I didn't think I was going to write this, but now I realize I need to.
I'm not going to be so arrogant as to say I need to write it for anyone who may need to read it - if I can be the cautionary wail, great, but that is not the purpose of this. The purpose of this is what most of my writing is; it is my catharsis.
Before NaNoWriMo started this year, I was excited. I'm a bit of a geek, so I always am, and I mean geek in the traditional sense of the word - not the it's emblazoned on the front of a sweat shop produced t-shirt and mass sold as fashion to people who would have used it as an insult kind of sense.
I had it in my head that I wanted to smash what I consider to be my record, my PB if you will (or if you won't, it's my blog) of 19 days. 19 days hurt. I got ill after those 19 days, but it was an adrenaline rush that most people wouldn't associate with writing a novel; I'm glad I get to be one of the people that knows better.
Anyway, tenacious is definitely an adjective people would use about me, and tenacious I was. I scrapped a whole 11 days off of my PB and "won" on the evening of day 9 in the café of Foyles book store. It was beautiful. It was perfect. I enjoyed it immensely.
Now, this was not an easy feat. I am still an ML so I was attending a huge string of events, I hadn't taken leave from work, so was still working my normal day job, though not my usual hours as my managers are incredible and let me have some flexibility, but I fit writing 50000 words into 9 days of my life. I felt like the steamiest pile of animal droppings you can imagine - I was wrung out, but God, I was happy. I kept having these little panics where I woke up in the middle of the night and thought "I need to back this novel up" then would decide to do it in the morning as bed was warm and comfortable and laptop was in living room and that far. Yes, words dropped out of my thought process so you can almost tell how tired I was. Each time I had picked up or touched the laptop in that 9 days the goal was simple and attainable only with remarkable focus. Unfortunately that meant that I was so engrossed in writing and remembering to save that I forgot to save a back up...

● Problems and tasks:
A. In the NaNoWriMo blog post, where was the writer when the 50,000 words were reached?
B. Please extend the NaNoWriMo blog post from its last sentence, keeping the same first-person voice.
The data that come next are from a separate source.

● Entries shown:
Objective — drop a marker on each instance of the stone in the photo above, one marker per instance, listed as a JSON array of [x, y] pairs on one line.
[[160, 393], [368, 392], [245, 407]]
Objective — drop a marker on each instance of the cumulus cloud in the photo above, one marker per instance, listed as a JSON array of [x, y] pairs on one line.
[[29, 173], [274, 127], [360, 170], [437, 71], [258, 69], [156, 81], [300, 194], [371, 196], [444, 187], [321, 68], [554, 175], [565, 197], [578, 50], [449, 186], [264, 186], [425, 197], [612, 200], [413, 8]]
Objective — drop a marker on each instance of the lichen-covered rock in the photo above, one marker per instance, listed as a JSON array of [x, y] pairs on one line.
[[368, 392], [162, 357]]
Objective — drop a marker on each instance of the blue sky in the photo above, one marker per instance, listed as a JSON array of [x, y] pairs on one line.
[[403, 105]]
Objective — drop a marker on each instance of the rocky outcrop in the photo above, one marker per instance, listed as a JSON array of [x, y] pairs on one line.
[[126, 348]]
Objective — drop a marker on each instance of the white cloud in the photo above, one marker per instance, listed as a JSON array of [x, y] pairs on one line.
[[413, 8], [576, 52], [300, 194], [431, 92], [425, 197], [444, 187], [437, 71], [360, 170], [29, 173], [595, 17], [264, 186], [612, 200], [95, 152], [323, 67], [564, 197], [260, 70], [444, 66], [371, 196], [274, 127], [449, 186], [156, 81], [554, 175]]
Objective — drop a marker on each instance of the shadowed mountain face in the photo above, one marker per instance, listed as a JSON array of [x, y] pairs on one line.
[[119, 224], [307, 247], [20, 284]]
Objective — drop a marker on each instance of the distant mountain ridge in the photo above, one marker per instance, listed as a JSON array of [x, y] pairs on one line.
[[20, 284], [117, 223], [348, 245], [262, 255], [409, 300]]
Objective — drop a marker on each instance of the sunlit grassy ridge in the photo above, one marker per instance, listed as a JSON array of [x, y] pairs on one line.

● Results by task:
A. In the café of Foyles book store, on the evening of day 9.

B.
This is the point where I wish this were a horror story I was writing. I wish I could skip back a couple of chapters and scrawl THE MC THREW BACK HER BED CLOTHES, CLAMBERED DISCOORDINATELY OUT OF THE BED AND SAVED BACK UPS OF THAT FILE ON EVERY USB DEVICE SHE OWNED but she didn't. I didn't.
In the afternoon/evening of the eleventh day of NaNo, I closed the laptop lid, put it into my bag and thought nothing of it. I went home and I didn't plug it in. It lost power over the weekend and when II came to loading it up on the Tuesday night for a writing session, it was already gone, and so were any hopes of retrieving it.
Now, I have a magnificient army of friends who rallied like I have never seen anyone rally to try and revive this file. They weren't going to let it go down without a fight, but it was too late. It kind of felt like simultaneously watching a car crash in slow moyion and super speed and reverse. It was nothng short of a shit show and I had no clue how to react.
That's not wholly true. There was only one reaction, and I wish I could say that I wasn't in public when the crying started and I was on the phone to my mum wailing about how it was gone. I probably sounded like a four year old who had lost their bear, but in that moment, there was no greater loss to me than this novel. There are still very few things which I feel more of a sense of the loss of.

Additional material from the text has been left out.